* [Work instructions]:
Copy the data exactly, line for line.
*** Data Section Begins ***
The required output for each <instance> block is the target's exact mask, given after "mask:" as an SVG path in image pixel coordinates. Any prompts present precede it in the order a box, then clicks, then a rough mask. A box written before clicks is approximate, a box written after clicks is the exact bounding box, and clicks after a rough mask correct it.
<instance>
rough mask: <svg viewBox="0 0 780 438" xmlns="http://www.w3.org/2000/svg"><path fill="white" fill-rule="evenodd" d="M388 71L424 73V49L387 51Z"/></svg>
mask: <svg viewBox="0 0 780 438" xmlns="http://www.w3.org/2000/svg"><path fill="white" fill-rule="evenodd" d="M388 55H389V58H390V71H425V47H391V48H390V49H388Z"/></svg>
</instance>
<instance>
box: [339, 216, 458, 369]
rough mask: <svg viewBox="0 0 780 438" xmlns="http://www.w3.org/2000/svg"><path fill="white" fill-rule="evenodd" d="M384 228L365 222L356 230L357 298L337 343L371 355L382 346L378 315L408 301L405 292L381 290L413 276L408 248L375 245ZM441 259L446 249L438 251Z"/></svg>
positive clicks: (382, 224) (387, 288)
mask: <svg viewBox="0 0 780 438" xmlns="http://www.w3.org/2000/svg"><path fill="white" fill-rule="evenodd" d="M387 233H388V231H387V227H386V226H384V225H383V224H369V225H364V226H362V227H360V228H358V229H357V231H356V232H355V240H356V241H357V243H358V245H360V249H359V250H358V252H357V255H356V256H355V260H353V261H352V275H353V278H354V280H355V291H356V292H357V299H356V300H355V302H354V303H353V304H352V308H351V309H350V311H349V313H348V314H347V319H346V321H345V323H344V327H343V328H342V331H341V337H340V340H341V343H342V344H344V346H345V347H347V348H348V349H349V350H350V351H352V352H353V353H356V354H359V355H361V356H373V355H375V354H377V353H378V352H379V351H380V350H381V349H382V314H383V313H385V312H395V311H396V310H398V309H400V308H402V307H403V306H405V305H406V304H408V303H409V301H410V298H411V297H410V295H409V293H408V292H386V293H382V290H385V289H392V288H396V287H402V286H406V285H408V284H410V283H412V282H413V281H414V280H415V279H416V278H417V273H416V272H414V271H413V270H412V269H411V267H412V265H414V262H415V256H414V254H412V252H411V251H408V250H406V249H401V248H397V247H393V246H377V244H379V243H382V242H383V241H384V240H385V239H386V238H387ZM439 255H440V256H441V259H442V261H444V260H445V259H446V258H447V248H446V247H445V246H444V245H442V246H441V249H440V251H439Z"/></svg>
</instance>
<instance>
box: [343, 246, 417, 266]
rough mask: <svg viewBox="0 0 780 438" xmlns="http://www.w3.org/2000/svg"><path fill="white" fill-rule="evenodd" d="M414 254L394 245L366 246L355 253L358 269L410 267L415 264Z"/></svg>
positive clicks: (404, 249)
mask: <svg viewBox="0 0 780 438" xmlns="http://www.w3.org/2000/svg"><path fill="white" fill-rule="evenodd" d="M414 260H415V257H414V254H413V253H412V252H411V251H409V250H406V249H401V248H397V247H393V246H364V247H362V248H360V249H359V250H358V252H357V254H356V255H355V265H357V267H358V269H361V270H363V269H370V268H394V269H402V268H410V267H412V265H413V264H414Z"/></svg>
*** Data Section Ends ***
* [Answer to the problem]:
The required output for each <instance> block is the target's exact mask, given after "mask:" as an SVG path in image pixel coordinates. Any prompts present precede it in the order a box, then clicks, then a rough mask. A box written before clicks is approximate, a box written after clicks is the exact bounding box, and clicks after a rough mask correct it.
<instance>
rough mask: <svg viewBox="0 0 780 438" xmlns="http://www.w3.org/2000/svg"><path fill="white" fill-rule="evenodd" d="M388 71L424 73V49L387 51Z"/></svg>
mask: <svg viewBox="0 0 780 438" xmlns="http://www.w3.org/2000/svg"><path fill="white" fill-rule="evenodd" d="M388 55H389V58H390V71H425V47H391V48H390V49H388Z"/></svg>
</instance>
<instance>
box: [339, 216, 458, 369]
rough mask: <svg viewBox="0 0 780 438" xmlns="http://www.w3.org/2000/svg"><path fill="white" fill-rule="evenodd" d="M384 228L365 222L356 230L357 298L337 343L371 355L382 346L378 315L408 301L405 292L381 290L413 276L408 248L375 245ZM441 259L446 249L438 251Z"/></svg>
positive clicks: (382, 224) (387, 288)
mask: <svg viewBox="0 0 780 438" xmlns="http://www.w3.org/2000/svg"><path fill="white" fill-rule="evenodd" d="M387 233H388V231H387V227H386V226H384V225H383V224H369V225H364V226H362V227H360V228H358V229H357V231H356V232H355V240H356V241H357V243H358V245H360V249H359V250H358V252H357V255H356V256H355V260H353V261H352V275H353V278H354V280H355V291H356V292H357V299H356V300H355V302H354V303H353V304H352V308H351V309H350V311H349V313H348V314H347V319H346V321H345V323H344V327H343V328H342V331H341V337H340V340H341V343H342V344H344V346H345V347H347V348H348V349H349V350H350V351H352V352H353V353H356V354H359V355H361V356H373V355H375V354H377V353H378V352H379V351H380V350H381V349H382V314H383V313H385V312H395V311H396V310H398V309H400V308H402V307H403V306H405V305H406V304H408V303H409V301H410V298H411V297H410V295H409V293H408V292H386V293H382V290H385V289H392V288H396V287H402V286H406V285H408V284H410V283H412V282H413V281H414V280H415V279H416V278H417V273H416V272H414V271H413V270H412V269H411V267H412V265H414V262H415V256H414V254H412V252H411V251H408V250H406V249H401V248H397V247H393V246H377V244H379V243H382V242H383V241H384V240H385V239H386V238H387ZM439 255H440V256H441V259H442V261H444V260H445V259H446V258H447V248H446V247H445V246H444V245H442V246H441V249H440V251H439Z"/></svg>
</instance>
<instance>
box: [343, 246, 417, 266]
rough mask: <svg viewBox="0 0 780 438" xmlns="http://www.w3.org/2000/svg"><path fill="white" fill-rule="evenodd" d="M414 254L394 245L366 246L355 253L358 269L410 267L415 264Z"/></svg>
positive clicks: (404, 249)
mask: <svg viewBox="0 0 780 438" xmlns="http://www.w3.org/2000/svg"><path fill="white" fill-rule="evenodd" d="M414 260H415V257H414V254H413V253H412V252H411V251H409V250H406V249H401V248H397V247H393V246H364V247H362V248H360V249H359V250H358V252H357V254H356V255H355V265H357V267H358V269H361V270H363V269H370V268H394V269H402V268H410V267H412V265H413V264H414Z"/></svg>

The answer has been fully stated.